═════ Excerpt provided ═════
OUR MISSING NEWSPAPERS suddenly appeared exactly seven days after all 34 bags went missing. The Post Office from Cloverdale to Petaluma says it's mystified, but obviously someone somewhere found them and someone somewhere should be held accountable for losing them in the first place. I've written a whining letter of complaint to the Postal Inspector's Office in San Francisco, and I've begun to fill out the stack of claim forms in what will be a vain attempt to get my money back for the extra print run we had to pay for when it seemed that issue might be lost forever. I could probably hold up the Boonville Post Office around closing time when they might have my $500, but I know I'd be recognized and I'm too old to go to jail — it's too noisy and I'd miss the rest of baseball season although the company is lively. Most of you, by now, are all caught up, and that's it. I'll let you know what the Post Office does with my claim. I expect them to send me a laugh track tape. “Dear Mr. Anderson: Har de har, har har.....”

ONE OF THE MOST OFFENSIVE press releases I've seen lately wafted in out of cyber-space Monday morning. It was from Sonoma County Democrats, professional officeholders like Noreen Evans and professional ocean savers like Richard Charter. I seem to be the only one still around who remembers when the Democrats co-opted ocean saving, doing an end around the local people then agitating for permanent ocean sanctuary. The Democrats quickly came out for year-to-year ocean protection from, especially, offshore oil exploration. Charter got himself a lucrative career annually saving the waters off the Northcoast, and the Democrats annually got their greenie tickets punched while, of course, continuing to take millions from the oil combines to keep their jive selves in national office.

THIRTY YEARS LATER, with Obama and the Democrats issuing weasel-lipped statements about how terrible the Gulf catastrophe is, our Democrats, the career hacks and hacketts “representing” the Northcoast, want us to gather at Bodega Bay where at noon we'll “join hands and form a line along the beach in solidarity with people around the world opposed to offshore oil drilling.” At 11:30, the press release tells us, a half hour before the mass hand-hold, “special speakers, including Assemblywoman Noreen Evans, and Richard Charter, Senior Policy Advisor for Marine Programs for Defenders of Wildlife plus other surprise guests” will stumble through a few paragraphs of tedious clichés about how committed they are to defense of the seas. So long as they get paid. The surprise guests are likely to be our mealy-mouthed congressman, Mike Thompson, and maybe even State Senator Wes Chesbro, a man never known to have missed a photo op.
═════
*Directions:*
1) Answer these questions from the newspaper column:
(a) How many bags of newspapers went missing?
(b) Where are people asked to gather and join hands?
(c) At what time are the special speakers to begin?
2) Please reproduce, word for word, the part of the newspaper column starting with "ONE OF THE MOST" and going on through "in national office.".
You won't need the lines for any of this.
═════ Dataset content ═════
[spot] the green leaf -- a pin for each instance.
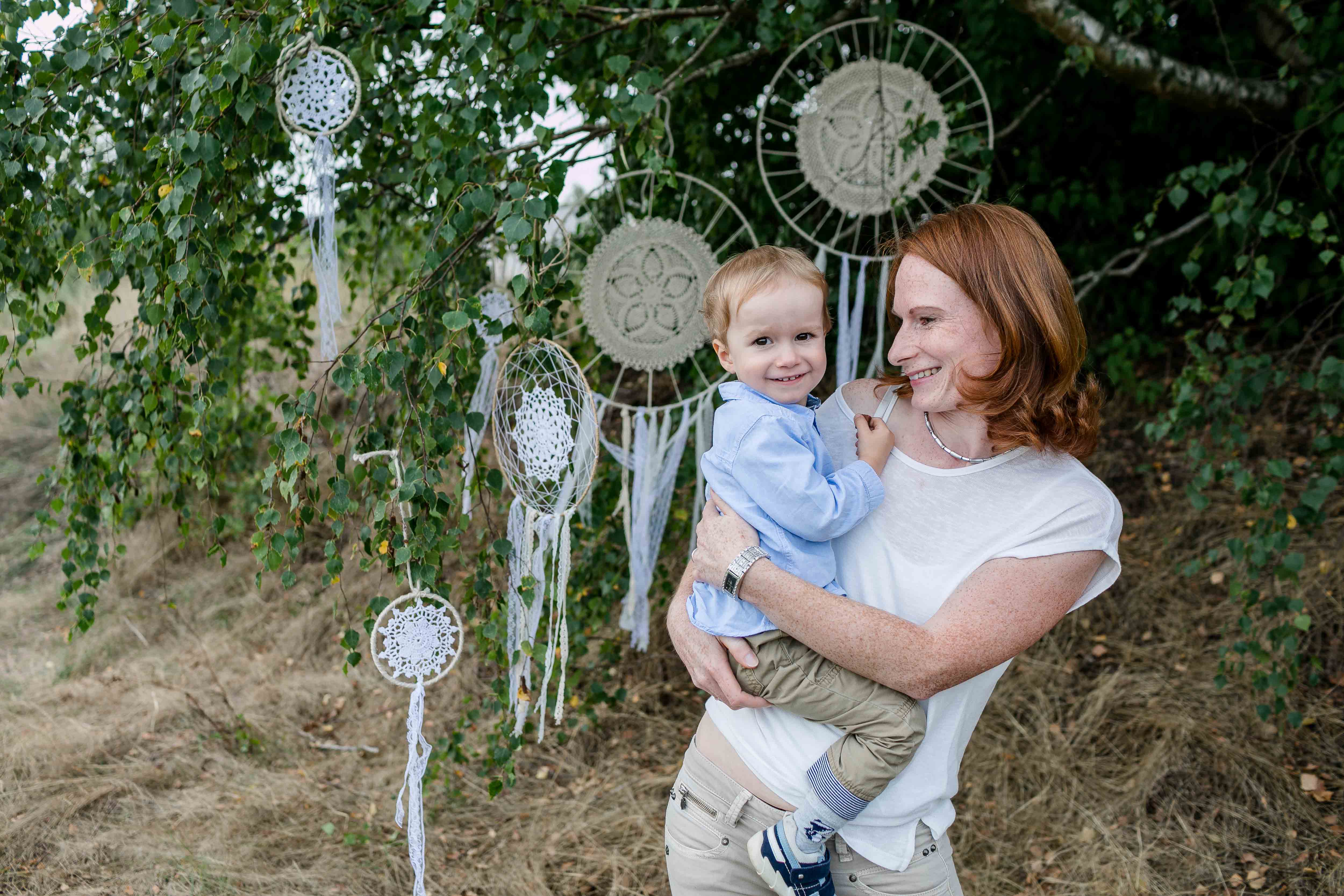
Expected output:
(517, 229)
═════
*Solved problems:*
1)
(a) 34
(b) Bodega Bay
(c) 11:30

2)
ONE OF THE MOST OFFENSIVE press releases I've seen lately wafted in out of cyber-space Monday morning. It was from Sonoma County Democrats, professional officeholders like Noreen Evans and professional ocean savers like Richard Charter. I seem to be the only one still around who remembers when the Democrats co-opted ocean saving, doing an end around the local people then agitating for permanent ocean sanctuary. The Democrats quickly came out for year-to-year ocean protection from, especially, offshore oil exploration. Charter got himself a lucrative career annually saving the waters off the Northcoast, and the Democrats annually got their greenie tickets punched while, of course, continuing to take millions from the oil combines to keep their jive selves in national office.